# Objective 1:
List every section heading in the commentary on the Bulika chapter.
# Objective 2:
According to the commentary on the Bulika chapter, what blunts the children's fear?
# Objective 3:
From the commentary on the Bulika chapter, output the passage that begins with the words containing "Fear, learned for" and ends with "walk through it.".

----- Reading passage -----

Fear, learned for the first time
The Little Ones have lived “long little lives” without fear; the walls of Bulika teach it in an instant — “for the first time in their lives… they knew fear.” That is true to how the brain works. Fear is not pure instinct alone; the amygdala learns threat by association, and a single overwhelming encounter can imprint a dread that was never there before. The “nests of stone” do real work on real nervous systems.
Yet notice what blunts the fear: trust. The children “went on bravely, for they had confidence in Lona.” Modern stress research says the same — a trusted, regulated presence dampens the threat response in those nearby. Courage in this chapter is not the absence of the alarm but a relationship strong enough to walk through it.
Who has standing to declare a people worthless?
“This people is not worth delivering,” Lona says, surveying the unmotherly faces. It is a judgment of worth — and worth is the deepest question in ethics. If value is something we assign, then Lona may revoke it, and Bulika is indeed disposable. If value is something a being has, conferred by its Maker, then no weariness of ours can cancel it.
The chapter itself argues against Lona. The one boy who is killed she is consoled to lose only because death “saved him” from becoming a bad giant — which quietly concedes that even the giants were once salvageable little ones. Worth was not absent in Bulika; it was buried, papered over like a masked door, but not destroyed.
The leopardess who is good after all
The white leopardess bursts down the lane, and the children waver — they remember her as a thing of “daily terror.” Yet she rolls aside rather than crush little Odu, carries the rescued boy gently “across her back,” and seizes the murderer “like a cat with a great rat.” The same fierce creature is both dreadful and a deliverer. Appearance and being do not coincide.
This is MacDonald’s recurring metaphysics: a power that looks like an enemy may be mercy in another form — as Mara’s House of Bitterness wounds in order to heal. The deepest realities cannot be read off the surface. What terrifies the natural eye may be exactly the thing sent to save you.
A city that drives out its children
Bulika is built on fear and greed, and its sin shows in its treatment of the little: boys snatched, thrown into pits, one murdered outright. Scripture knows this city. “Whoever causes one of these little ones… to sin, it would be better for him to have a great millstone fastened round his neck” (Matt 18:6). The measure of a people is what it does with its children.
And the answer to Bulika is not Lona’s “leave the horrible place,” but the King who said “Let the children come to me.” The Little Ones ride into the city precisely to find mothers in it. Mission does not abandon the hardened; it walks the army of innocents through the sounding archway and stays.
The white leopardess is one creature, not two. She does not become a different beast when she turns out to be good; she was good while she still looked deadly. Little Odu trusts that identity — “he had heard me speak of the goodness of the white leopardess” — and runs to meet her. Faith is often simply holding fast to what a thing truly is when its surface frightens us.
Vane sees his own contradiction and names it: he leads “an army of innocents” toward a kingdom of obedience, yet “had not myself learned to obey… I was myself but a slave.” One cannot be at once the free king and the bound rebel in the same respect. The chapter exposes the lie a divided heart tells itself — that it may command what it will not first submit to.
Either Bulika is “worth delivering” or it is not; Lona cannot leave the question open and still ride away. But the false dilemma is hers, not God’s. The real disjunction is sharper: either worth is something we assign and may revoke, or it is conferred by the Maker and cannot be. Choose the first and the city is rubbish; choose the second and even bad giants were once little ones worth saving. There is no middle shelf to abstain upon.

----- Supplied material -----

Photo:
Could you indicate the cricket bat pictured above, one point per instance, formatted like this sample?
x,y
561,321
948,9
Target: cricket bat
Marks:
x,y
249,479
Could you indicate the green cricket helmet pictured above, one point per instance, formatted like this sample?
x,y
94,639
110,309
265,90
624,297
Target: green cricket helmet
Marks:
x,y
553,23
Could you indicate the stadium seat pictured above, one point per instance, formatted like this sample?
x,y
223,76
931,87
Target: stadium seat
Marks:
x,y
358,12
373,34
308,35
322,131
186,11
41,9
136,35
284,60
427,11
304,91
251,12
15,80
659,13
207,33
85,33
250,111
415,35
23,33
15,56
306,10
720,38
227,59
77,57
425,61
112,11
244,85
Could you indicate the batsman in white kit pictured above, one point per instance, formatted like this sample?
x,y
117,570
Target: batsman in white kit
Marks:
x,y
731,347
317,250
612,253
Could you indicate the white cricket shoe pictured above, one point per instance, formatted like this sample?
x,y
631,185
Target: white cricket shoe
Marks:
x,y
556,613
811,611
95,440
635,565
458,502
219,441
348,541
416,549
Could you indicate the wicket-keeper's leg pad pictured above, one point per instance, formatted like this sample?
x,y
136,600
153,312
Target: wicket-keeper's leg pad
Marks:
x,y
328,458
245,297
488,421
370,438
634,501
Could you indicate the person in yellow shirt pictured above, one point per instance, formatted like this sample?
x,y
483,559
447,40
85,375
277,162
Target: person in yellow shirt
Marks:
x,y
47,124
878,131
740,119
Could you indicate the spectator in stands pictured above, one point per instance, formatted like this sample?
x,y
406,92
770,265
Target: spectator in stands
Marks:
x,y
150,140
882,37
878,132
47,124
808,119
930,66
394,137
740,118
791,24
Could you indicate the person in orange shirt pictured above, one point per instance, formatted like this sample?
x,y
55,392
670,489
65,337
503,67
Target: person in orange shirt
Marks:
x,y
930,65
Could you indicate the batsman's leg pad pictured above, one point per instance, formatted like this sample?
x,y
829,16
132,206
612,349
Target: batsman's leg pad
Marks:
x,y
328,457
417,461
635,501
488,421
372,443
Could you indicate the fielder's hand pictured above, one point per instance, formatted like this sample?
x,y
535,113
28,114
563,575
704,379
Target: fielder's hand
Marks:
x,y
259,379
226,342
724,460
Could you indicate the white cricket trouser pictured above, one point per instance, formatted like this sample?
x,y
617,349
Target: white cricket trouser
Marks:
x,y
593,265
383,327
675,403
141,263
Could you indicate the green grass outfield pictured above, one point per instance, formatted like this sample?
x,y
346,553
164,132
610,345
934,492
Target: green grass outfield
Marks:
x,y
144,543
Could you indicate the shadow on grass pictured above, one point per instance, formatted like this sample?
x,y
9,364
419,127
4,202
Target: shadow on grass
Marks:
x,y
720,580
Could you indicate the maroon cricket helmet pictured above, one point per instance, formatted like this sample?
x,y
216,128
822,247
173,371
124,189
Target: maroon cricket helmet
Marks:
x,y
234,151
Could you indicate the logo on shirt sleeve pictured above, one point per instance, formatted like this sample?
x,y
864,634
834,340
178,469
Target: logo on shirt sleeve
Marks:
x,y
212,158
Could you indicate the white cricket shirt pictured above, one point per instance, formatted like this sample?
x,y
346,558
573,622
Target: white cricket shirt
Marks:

-----

# Task response 1:
Fear, learned for the first time
Who has standing to declare a people worthless?
The leopardess who is good after all
A city that drives out its children

# Task response 2:
Trust: the children went on bravely because they had confidence in Lona.

# Task response 3:
Fear, learned for the first time
The Little Ones have lived “long little lives” without fear; the walls of Bulika teach it in an instant — “for the first time in their lives… they knew fear.” That is true to how the brain works. Fear is not pure instinct alone; the amygdala learns threat by association, and a single overwhelming encounter can imprint a dread that was never there before. The “nests of stone” do real work on real nervous systems.
Yet notice what blunts the fear: trust. The children “went on bravely, for they had confidence in Lona.” Modern stress research says the same — a trusted, regulated presence dampens the threat response in those nearby. Courage in this chapter is not the absence of the alarm but a relationship strong enough to walk through it.